### Given passage
━━━━━━━━━━━━━━━━━━━━
# Propane v Patio Gas



## noarlunga (Sep 28, 2012)

I've got a second hand Propex gas heater which I will probably fit before the winter. Before I do that I want to bench test it and check that all is well.

I'll need to buy a gas cylinder and it would seem that the red propane cylinders have a screw fitting while the patio gas cylinders (also containing propane) have a clip on fitting which would be much more convenient.

I'm new to using cylinder gas so.....  why is there no clip on fitting for the red cylinders? Could I use the patio gas cylinders to fuel the Propex? Is there a safety issue with using the patio gas version in a van?


----------



## Makzine (Sep 28, 2012)

I'm sure someone with knowledge of this will be along in a minute:hammer:

Because all I can tell you is if you hold a lighter to any of them they burst into flames, but that could just be a miss spent youth and being an arsonist in a previous life :wave:


----------



## vindiboy (Sep 28, 2012)
━━━━━━━━━━━━━━━━━━━━
### Records to process
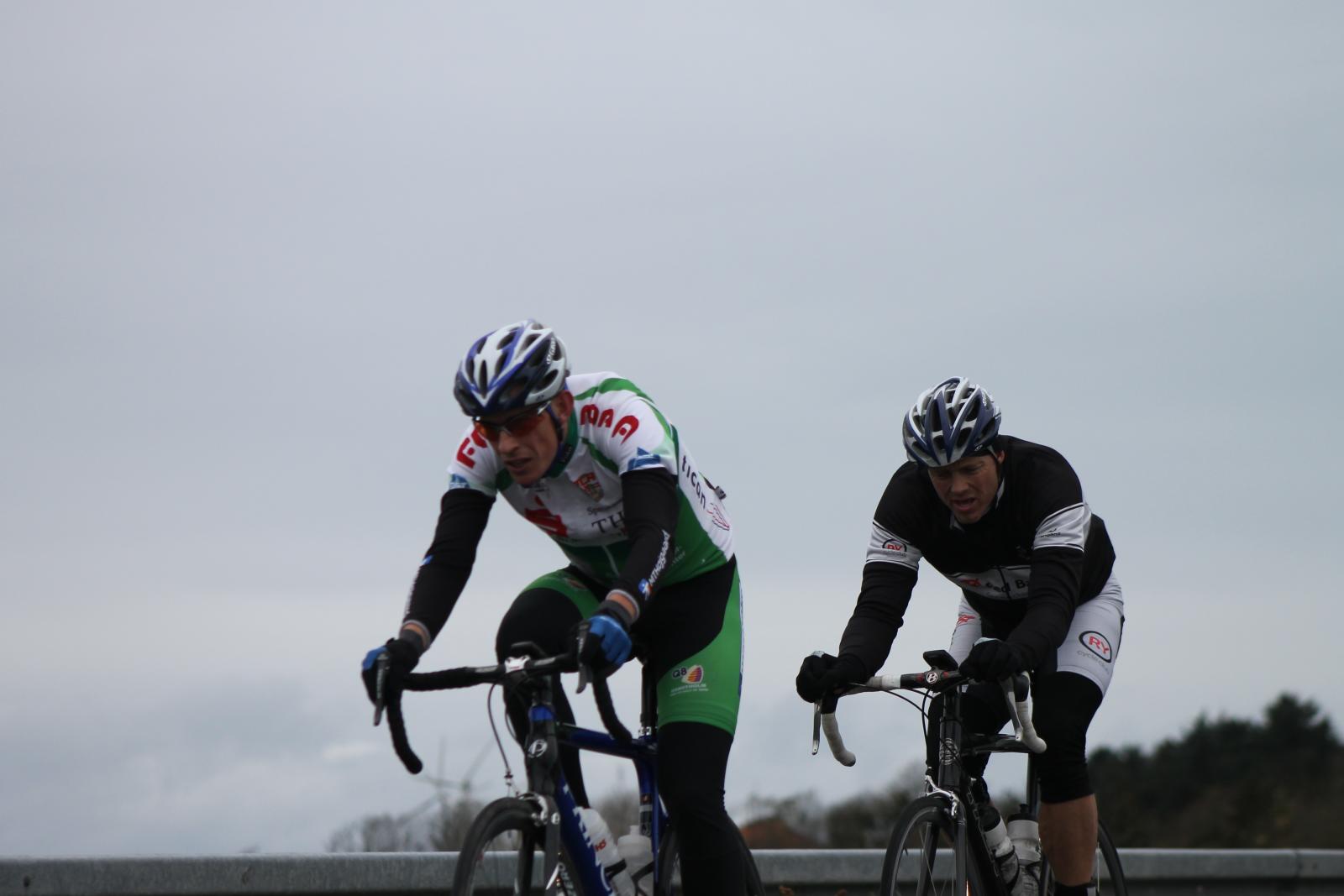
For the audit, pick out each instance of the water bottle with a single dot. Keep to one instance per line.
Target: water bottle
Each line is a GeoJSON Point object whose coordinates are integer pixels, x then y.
{"type": "Point", "coordinates": [638, 852]}
{"type": "Point", "coordinates": [1000, 846]}
{"type": "Point", "coordinates": [613, 867]}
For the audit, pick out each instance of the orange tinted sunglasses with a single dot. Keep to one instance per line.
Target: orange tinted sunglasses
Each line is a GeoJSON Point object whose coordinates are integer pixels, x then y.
{"type": "Point", "coordinates": [517, 426]}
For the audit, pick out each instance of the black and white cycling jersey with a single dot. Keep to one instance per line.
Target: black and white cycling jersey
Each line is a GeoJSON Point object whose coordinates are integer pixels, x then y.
{"type": "Point", "coordinates": [1037, 555]}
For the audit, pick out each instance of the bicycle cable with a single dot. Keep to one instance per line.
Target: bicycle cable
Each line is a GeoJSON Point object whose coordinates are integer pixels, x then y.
{"type": "Point", "coordinates": [490, 712]}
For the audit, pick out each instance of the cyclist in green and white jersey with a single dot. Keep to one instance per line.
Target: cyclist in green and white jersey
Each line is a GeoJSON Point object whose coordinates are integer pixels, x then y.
{"type": "Point", "coordinates": [591, 461]}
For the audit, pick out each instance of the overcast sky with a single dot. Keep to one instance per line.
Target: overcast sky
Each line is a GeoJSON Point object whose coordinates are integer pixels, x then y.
{"type": "Point", "coordinates": [244, 246]}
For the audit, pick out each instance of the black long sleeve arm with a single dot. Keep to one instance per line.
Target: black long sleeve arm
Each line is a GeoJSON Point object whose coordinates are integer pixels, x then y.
{"type": "Point", "coordinates": [1052, 600]}
{"type": "Point", "coordinates": [651, 512]}
{"type": "Point", "coordinates": [448, 563]}
{"type": "Point", "coordinates": [878, 614]}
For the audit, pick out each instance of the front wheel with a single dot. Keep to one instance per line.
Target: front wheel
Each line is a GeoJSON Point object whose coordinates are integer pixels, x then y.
{"type": "Point", "coordinates": [921, 856]}
{"type": "Point", "coordinates": [669, 867]}
{"type": "Point", "coordinates": [1112, 883]}
{"type": "Point", "coordinates": [501, 852]}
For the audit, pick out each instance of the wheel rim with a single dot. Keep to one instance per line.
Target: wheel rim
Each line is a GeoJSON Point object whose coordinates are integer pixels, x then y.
{"type": "Point", "coordinates": [508, 862]}
{"type": "Point", "coordinates": [924, 867]}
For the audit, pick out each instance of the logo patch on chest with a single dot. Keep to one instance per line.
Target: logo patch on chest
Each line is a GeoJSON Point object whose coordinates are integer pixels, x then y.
{"type": "Point", "coordinates": [591, 486]}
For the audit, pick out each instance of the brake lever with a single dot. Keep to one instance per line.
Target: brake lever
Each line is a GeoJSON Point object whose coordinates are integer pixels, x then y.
{"type": "Point", "coordinates": [381, 687]}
━━━━━━━━━━━━━━━━━━━━
### Exercise A
List every username that appears as a post header in the propane versus patio gas thread.
### Exercise B
Format the listing from the line containing "For the audit, pick out each instance of the brake" through the end of the listing as a JSON list of strings, one string per line, leaving out blank lines.

### Final answer A
noarlunga
Makzine
vindiboy

### Final answer B
[
  "For the audit, pick out each instance of the brake lever with a single dot. Keep to one instance per line.",
  "Target: brake lever",
  "Each line is a GeoJSON Point object whose coordinates are integer pixels, x then y.",
  "{\"type\": \"Point\", \"coordinates\": [381, 687]}"
]